» **Text provided**:
[start]
The createPipeline() function returns a builder for constructing pipelines.
import { createPipeline } from '@oronts/vendure-data-hub-plugin';
createPipeline()
.name('Pipeline Name')
.description('Pipeline description')
.version(1)
| Method | Description |
|---|---|
name(name: string) |
Human-readable name |
description(desc: string) |
Description |
version(v: number) |
Definition version |
.context({
channel: 'default',
contentLanguage: 'en',
channelStrategy: 'EXPLICIT', // 'EXPLICIT' | 'INHERIT' | 'MULTI'
validationMode: 'STRICT', // 'STRICT' | 'LENIENT'
runMode: 'BATCH', // 'SYNC' | 'ASYNC' | 'BATCH' | 'STREAM'
})
.capabilities({
writes: ['CATALOG'], // 'CATALOG' | 'CUSTOMERS' | 'ORDERS' | 'PROMOTIONS' | 'INVENTORY' | 'CUSTOM'
requires: [], // Required permissions
streamSafe: true, // Safe for streaming mode
})
Enables parallel step execution for the pipeline. When enabled, independent steps (those without data dependencies) run concurrently.
| Parameter | Type | Required | Description |
|---|---|---|---|
| maxConcurrentSteps | number | No | Maximum steps to run concurrently (default: 4, range: 2-16) |
| errorPolicy | string | No | 'FAIL_FAST' | 'CONTINUE' | 'BEST_EFFORT'. Default: 'FAIL_FAST' |
Error policies:
FAIL_FAST – Stop all steps on first error (default)CONTINUE – Continue other parallel steps, fail at endBEST_EFFORT – Continue all steps, collect all errorscreatePipeline()
.name('Parallel Import')
.parallel({ maxConcurrentSteps: 4, errorPolicy: 'CONTINUE' })
.extract('fetch-products', { /* ... */ })
.extract('fetch-prices', { /* ... */ })
.transform('merge', { /* ... */ })
.load('upsert', { /* ... */ })
.edge('fetch-products', 'merge')
.edge('fetch-prices', 'merge')
.edge('merge', 'upsert')
.build();
.dependsOn('other-pipeline-code', 'another-pipeline')
Pipelines that must complete before this one can run.
Pipeline lifecycle hooks using SCREAMING_SNAKE_CASE stage names. Each stage maps to an
array of HookAction objects. Six action types are supported: INTERCEPTOR, SCRIPT,
WEBHOOK, EMIT, TRIGGER_PIPELINE, and LOG.
Interceptor Hooks (modify records inline):
.hooks({
AFTER_EXTRACT: [{
type: 'INTERCEPTOR',
name: 'Add metadata',
code: `return records.map(r => ({ ...r, source: 'api' }));`,
}],
BEFORE_LOAD: [{
type: 'INTERCEPTOR',
name: 'Filter invalid',
code: `return records.filter(r => r.sku && r.name);`,
failOnError: true,
}],
})
Script Hooks (reference pre-registered functions):
.hooks({
AFTER_TRANSFORM: [{
type: 'SCRIPT',
scriptName: 'addCustomerSegment',
args: { spendThreshold: 5000 },
}],
})
[end]
» **Directives**:
1. Answer these questions from the pipeline builder documentation:
(a) What default value and range does it give for maxConcurrentSteps?
(b) How many hook action types does it say are supported?
(c) Which two values does it list for validationMode?
2. Pick up the pipeline builder documentation after its last line and continue it.
None of the lines that follow are needed to work with the pipeline builder documentation.

» **Data extract**:
[start]
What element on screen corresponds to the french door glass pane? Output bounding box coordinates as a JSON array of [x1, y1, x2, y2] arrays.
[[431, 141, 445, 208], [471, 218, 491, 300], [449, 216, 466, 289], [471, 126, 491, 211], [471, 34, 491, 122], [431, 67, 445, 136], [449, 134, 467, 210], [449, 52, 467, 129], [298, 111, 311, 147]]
[end]
» **Responses for each task**:
1.
(a) The default is 4, and the range is 2-16.
(b) Six action types are supported.
(c) 'STRICT' and 'LENIENT'.

2.
Modify records before search engine indexing:
.hooks({
BEFORE_SINK: [{
type: 'SCRIPT',
scriptName: 'enrichForSearch',
args: { boostFeatured: true },
}],
})
Webhook Hooks (notify external systems):
.hooks({
PIPELINE_COMPLETED: [{
type: 'WEBHOOK',
url: 'https://api.example.com/notify',
headers: { 'Content-Type': 'application/json' },
retryConfig: {
maxAttempts: 3,
initialDelayMs: 1000,
maxDelayMs: 60000,
backoffMultiplier: 2,
},
}],
PIPELINE_FAILED: [{
type: 'WEBHOOK',
url: 'https://pagerduty.example.com/alert',
}],
})
Other Hook Types:
.hooks({
ON_ERROR: [{
type: 'EMIT',
event: 'pipeline.error',
}],
AFTER_LOAD: [{
type: 'TRIGGER_PIPELINE',
pipelineCode: 'post-import-sync',
}],
PIPELINE_STARTED: [{
type: 'LOG',
level: 'INFO',
message: 'Pipeline execution started',
}],
})
Define how the pipeline starts:
.trigger('start', {
type: 'MANUAL' | 'SCHEDULE' | 'WEBHOOK' | 'EVENT' | 'FILE' | 'MESSAGE',
// Type-specific options...
})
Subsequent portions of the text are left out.